Direction → Find every line in the material below that contains the word "aircraft" and copy each of those lines. Case counts.

Data listing →

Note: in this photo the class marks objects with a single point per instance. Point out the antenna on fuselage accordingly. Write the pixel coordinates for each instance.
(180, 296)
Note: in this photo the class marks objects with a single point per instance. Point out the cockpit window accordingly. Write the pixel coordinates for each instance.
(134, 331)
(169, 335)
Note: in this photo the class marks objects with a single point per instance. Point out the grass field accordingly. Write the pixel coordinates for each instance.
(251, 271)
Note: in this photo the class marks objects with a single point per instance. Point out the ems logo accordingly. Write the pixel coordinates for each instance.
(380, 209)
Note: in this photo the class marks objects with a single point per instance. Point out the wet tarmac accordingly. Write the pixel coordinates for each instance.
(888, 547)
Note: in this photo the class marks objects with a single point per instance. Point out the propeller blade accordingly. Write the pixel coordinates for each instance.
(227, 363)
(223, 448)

* * *

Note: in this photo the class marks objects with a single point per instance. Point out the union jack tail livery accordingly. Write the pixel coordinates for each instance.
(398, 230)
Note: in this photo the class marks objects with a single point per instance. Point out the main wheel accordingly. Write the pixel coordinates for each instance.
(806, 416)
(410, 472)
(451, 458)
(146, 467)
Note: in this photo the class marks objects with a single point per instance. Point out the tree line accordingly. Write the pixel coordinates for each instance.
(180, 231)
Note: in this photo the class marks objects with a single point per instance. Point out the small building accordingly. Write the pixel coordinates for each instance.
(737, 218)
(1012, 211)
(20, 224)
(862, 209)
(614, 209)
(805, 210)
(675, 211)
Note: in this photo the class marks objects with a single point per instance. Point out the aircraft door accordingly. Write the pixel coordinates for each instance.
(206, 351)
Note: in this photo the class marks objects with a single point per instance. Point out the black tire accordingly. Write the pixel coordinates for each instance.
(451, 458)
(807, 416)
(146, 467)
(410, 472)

==

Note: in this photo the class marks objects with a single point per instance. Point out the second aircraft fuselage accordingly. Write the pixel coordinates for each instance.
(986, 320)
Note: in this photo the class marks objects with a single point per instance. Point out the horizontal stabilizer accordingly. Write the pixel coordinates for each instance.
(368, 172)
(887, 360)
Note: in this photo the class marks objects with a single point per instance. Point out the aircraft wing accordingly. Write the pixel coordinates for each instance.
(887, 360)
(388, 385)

Full answer →
Note: in this photo the class marks objects with a single point per instance. Point out the aircraft door accordingly. Write the pixel coordinates for each instance.
Note: in this photo the class marks objects with a single point per instance. Point out the second aircraft fuselage accordingly. Write the pixel coordinates for each instance.
Note: in this photo the class marks objects with a single point per instance. Point out the aircraft wing accordingly. Write the pixel coordinates for each instance.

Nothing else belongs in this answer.